▶ [EXERCISE INPUT]
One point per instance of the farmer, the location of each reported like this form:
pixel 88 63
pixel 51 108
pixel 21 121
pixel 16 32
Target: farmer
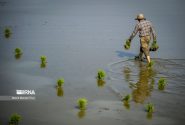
pixel 145 29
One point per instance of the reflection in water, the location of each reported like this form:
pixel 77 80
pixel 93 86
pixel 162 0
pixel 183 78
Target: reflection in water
pixel 18 56
pixel 100 83
pixel 149 115
pixel 144 86
pixel 126 104
pixel 81 114
pixel 43 65
pixel 127 72
pixel 60 91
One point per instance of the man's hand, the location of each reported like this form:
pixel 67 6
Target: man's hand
pixel 154 46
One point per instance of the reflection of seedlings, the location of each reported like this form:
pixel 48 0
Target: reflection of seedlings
pixel 149 115
pixel 150 64
pixel 126 98
pixel 127 72
pixel 82 103
pixel 18 53
pixel 101 74
pixel 81 113
pixel 152 84
pixel 7 32
pixel 126 104
pixel 43 61
pixel 60 91
pixel 126 101
pixel 100 83
pixel 60 82
pixel 162 84
pixel 132 85
pixel 15 119
pixel 150 108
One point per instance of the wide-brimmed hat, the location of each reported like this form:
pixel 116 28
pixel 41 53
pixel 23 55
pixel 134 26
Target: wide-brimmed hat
pixel 140 17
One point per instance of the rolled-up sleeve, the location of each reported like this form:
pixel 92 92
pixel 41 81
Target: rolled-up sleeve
pixel 153 32
pixel 134 32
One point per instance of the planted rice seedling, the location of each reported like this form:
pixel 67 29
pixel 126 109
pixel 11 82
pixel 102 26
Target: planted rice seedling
pixel 81 114
pixel 60 82
pixel 82 103
pixel 7 32
pixel 150 64
pixel 100 83
pixel 15 119
pixel 60 91
pixel 149 115
pixel 162 83
pixel 101 74
pixel 127 45
pixel 149 108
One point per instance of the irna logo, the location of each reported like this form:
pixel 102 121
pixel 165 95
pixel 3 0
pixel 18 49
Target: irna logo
pixel 25 92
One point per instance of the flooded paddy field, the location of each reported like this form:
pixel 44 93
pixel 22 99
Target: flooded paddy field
pixel 78 38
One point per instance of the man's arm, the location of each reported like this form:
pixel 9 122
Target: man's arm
pixel 134 32
pixel 153 33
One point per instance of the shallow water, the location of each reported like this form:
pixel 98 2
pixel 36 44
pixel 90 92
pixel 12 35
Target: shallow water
pixel 78 38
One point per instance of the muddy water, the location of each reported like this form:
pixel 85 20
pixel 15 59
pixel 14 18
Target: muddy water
pixel 78 38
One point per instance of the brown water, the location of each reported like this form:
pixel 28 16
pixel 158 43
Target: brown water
pixel 78 38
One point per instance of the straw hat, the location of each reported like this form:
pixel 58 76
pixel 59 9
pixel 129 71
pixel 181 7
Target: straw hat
pixel 140 17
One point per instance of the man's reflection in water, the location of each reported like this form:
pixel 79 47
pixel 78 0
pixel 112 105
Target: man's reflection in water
pixel 60 91
pixel 142 89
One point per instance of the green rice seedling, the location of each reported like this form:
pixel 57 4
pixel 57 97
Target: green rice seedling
pixel 18 51
pixel 82 103
pixel 126 98
pixel 7 32
pixel 60 82
pixel 127 45
pixel 81 114
pixel 15 119
pixel 149 108
pixel 126 104
pixel 43 59
pixel 154 46
pixel 150 64
pixel 101 74
pixel 60 91
pixel 43 65
pixel 100 83
pixel 162 83
pixel 149 115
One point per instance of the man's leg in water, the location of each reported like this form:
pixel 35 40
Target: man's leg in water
pixel 145 46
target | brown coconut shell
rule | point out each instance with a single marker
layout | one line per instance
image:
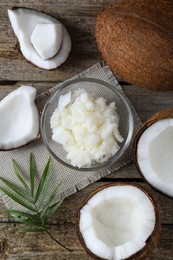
(152, 240)
(164, 114)
(135, 38)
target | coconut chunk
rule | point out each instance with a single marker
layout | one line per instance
(47, 39)
(19, 119)
(24, 22)
(114, 224)
(155, 157)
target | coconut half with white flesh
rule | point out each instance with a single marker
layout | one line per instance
(44, 41)
(19, 118)
(119, 221)
(153, 147)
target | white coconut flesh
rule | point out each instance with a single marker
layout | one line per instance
(47, 47)
(19, 119)
(155, 155)
(116, 222)
(27, 24)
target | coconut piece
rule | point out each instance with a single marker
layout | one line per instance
(118, 221)
(23, 22)
(19, 119)
(47, 39)
(153, 148)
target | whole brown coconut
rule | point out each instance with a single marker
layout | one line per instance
(136, 40)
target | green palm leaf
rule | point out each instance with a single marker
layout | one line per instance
(32, 173)
(16, 199)
(53, 209)
(37, 218)
(19, 176)
(51, 199)
(16, 189)
(18, 213)
(45, 175)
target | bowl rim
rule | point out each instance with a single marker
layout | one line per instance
(123, 148)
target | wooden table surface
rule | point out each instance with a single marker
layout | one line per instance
(79, 17)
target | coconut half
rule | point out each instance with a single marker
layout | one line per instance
(19, 119)
(119, 221)
(44, 41)
(153, 148)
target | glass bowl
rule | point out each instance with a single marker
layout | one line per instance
(97, 88)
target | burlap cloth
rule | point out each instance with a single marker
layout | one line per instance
(72, 180)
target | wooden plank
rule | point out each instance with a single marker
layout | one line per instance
(40, 246)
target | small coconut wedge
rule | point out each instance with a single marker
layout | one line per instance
(43, 40)
(47, 47)
(153, 151)
(119, 221)
(19, 119)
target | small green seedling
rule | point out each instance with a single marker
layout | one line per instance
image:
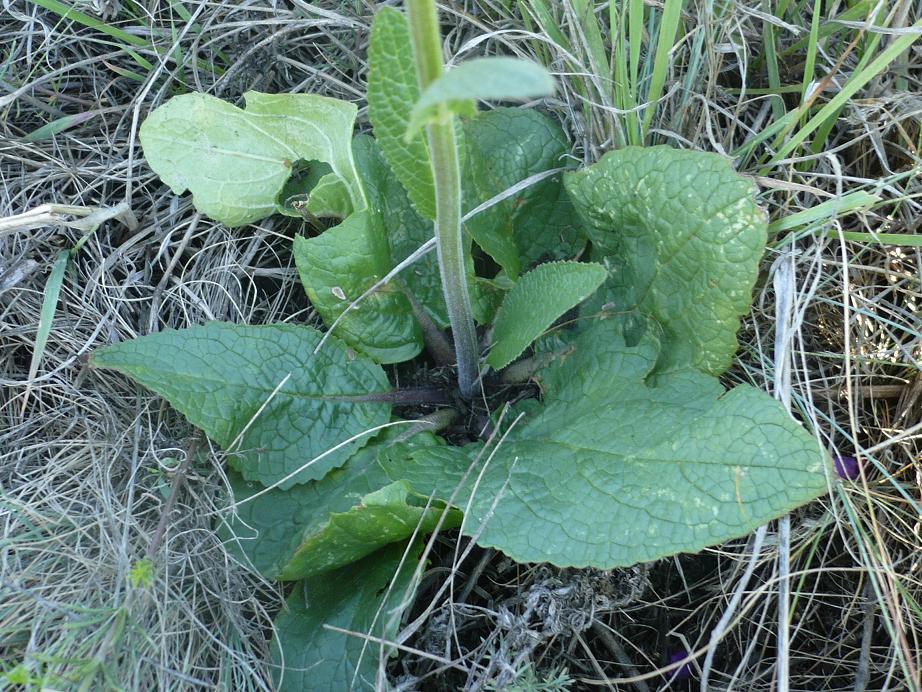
(634, 451)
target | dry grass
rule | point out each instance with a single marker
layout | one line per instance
(87, 462)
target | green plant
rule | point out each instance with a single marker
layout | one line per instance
(634, 450)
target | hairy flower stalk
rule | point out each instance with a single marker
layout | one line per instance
(446, 172)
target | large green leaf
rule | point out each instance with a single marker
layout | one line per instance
(684, 235)
(490, 79)
(504, 147)
(404, 229)
(612, 471)
(326, 524)
(261, 392)
(234, 161)
(337, 267)
(393, 88)
(536, 301)
(367, 597)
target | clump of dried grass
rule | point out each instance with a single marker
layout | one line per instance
(87, 467)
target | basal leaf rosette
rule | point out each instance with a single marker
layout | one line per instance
(610, 471)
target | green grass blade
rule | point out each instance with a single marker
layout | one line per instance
(669, 24)
(833, 209)
(68, 12)
(858, 80)
(46, 317)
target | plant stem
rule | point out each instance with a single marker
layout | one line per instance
(446, 173)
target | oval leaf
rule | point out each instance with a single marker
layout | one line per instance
(504, 147)
(684, 236)
(393, 88)
(348, 514)
(337, 267)
(235, 162)
(367, 597)
(611, 471)
(489, 79)
(265, 386)
(536, 301)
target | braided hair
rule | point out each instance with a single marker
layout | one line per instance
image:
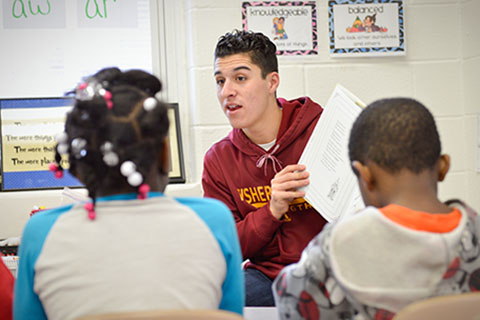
(114, 133)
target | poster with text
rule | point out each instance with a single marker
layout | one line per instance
(366, 28)
(28, 130)
(291, 25)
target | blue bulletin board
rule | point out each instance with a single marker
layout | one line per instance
(28, 127)
(28, 130)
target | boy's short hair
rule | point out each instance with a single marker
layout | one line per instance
(395, 134)
(261, 50)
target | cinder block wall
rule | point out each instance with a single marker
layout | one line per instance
(441, 69)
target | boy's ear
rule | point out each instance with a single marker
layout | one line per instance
(443, 166)
(164, 158)
(364, 174)
(274, 81)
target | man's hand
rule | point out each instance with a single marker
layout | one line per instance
(284, 188)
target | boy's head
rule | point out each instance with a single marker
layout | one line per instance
(261, 50)
(395, 137)
(116, 120)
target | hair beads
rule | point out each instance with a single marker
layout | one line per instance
(111, 133)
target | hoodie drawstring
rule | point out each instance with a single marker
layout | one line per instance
(263, 160)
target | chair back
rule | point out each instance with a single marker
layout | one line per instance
(464, 306)
(167, 314)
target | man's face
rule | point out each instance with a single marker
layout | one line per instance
(242, 92)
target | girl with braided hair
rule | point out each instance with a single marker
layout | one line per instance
(130, 248)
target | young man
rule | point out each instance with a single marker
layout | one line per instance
(406, 246)
(254, 170)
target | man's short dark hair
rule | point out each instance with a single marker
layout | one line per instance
(396, 134)
(262, 51)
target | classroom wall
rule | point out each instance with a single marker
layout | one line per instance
(440, 69)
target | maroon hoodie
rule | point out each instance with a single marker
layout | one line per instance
(235, 174)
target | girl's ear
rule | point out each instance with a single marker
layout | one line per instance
(364, 174)
(164, 158)
(443, 166)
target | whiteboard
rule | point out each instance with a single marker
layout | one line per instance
(48, 46)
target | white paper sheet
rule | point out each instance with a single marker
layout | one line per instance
(333, 189)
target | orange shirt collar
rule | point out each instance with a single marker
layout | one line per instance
(422, 221)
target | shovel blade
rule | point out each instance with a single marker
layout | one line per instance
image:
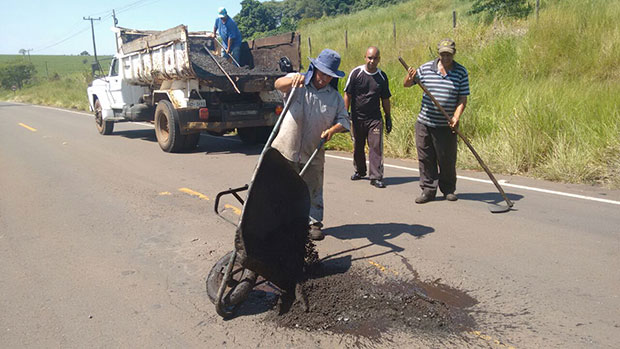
(495, 208)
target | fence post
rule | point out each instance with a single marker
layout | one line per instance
(394, 29)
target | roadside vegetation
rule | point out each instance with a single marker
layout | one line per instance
(58, 81)
(545, 92)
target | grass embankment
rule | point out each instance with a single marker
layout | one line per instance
(59, 81)
(545, 93)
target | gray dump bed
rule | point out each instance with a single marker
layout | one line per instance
(149, 58)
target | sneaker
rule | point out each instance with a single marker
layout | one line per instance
(451, 197)
(377, 183)
(356, 176)
(316, 233)
(424, 198)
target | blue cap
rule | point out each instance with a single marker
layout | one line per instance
(221, 12)
(328, 62)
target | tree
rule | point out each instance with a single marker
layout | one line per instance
(16, 73)
(502, 8)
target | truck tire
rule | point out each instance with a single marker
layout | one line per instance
(167, 128)
(104, 127)
(248, 135)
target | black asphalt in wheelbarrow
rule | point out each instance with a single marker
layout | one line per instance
(272, 233)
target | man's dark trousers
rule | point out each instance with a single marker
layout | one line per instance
(436, 157)
(371, 130)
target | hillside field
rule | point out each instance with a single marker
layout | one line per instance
(544, 92)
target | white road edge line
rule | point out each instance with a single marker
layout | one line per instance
(502, 182)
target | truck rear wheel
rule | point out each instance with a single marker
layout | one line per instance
(104, 127)
(167, 128)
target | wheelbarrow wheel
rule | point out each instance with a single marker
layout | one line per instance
(238, 287)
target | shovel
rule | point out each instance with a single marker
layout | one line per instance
(495, 208)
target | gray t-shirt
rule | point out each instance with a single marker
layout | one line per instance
(311, 112)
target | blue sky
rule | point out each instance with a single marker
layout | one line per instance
(57, 27)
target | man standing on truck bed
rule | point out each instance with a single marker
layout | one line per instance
(366, 90)
(316, 111)
(231, 37)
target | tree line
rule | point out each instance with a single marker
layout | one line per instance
(259, 19)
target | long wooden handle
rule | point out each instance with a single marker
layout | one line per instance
(443, 111)
(222, 69)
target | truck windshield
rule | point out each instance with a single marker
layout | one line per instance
(114, 68)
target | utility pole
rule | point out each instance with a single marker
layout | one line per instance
(92, 28)
(115, 34)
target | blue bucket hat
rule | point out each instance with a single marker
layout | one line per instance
(221, 12)
(328, 62)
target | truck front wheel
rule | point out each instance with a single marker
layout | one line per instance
(104, 127)
(167, 128)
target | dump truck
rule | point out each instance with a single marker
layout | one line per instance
(177, 80)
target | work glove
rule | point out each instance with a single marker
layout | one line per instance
(388, 124)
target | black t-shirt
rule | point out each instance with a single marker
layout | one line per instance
(367, 90)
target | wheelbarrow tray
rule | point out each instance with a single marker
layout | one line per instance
(273, 230)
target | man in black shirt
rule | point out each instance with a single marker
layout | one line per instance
(366, 90)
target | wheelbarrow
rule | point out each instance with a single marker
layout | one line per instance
(272, 232)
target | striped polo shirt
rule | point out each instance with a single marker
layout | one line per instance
(446, 89)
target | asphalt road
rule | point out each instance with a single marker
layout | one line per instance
(105, 242)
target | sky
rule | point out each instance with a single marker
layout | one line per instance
(57, 27)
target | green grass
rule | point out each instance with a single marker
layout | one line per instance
(68, 91)
(545, 93)
(59, 81)
(48, 66)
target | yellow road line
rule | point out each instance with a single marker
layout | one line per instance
(28, 127)
(236, 210)
(193, 193)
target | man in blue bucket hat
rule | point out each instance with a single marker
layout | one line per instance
(316, 112)
(231, 36)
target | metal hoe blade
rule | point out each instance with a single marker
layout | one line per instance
(495, 208)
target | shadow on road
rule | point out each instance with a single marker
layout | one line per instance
(208, 144)
(377, 234)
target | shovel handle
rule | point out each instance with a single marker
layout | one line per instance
(316, 151)
(445, 114)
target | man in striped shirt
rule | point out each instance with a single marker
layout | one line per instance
(448, 82)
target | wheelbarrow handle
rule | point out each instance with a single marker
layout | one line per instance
(316, 151)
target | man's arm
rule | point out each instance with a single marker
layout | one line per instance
(460, 107)
(286, 83)
(330, 132)
(411, 77)
(347, 100)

▶ [ACTIVITY]
Say how many lines above hold the word "dark", giving only the count.

▶ [RESPONSE AREA]
2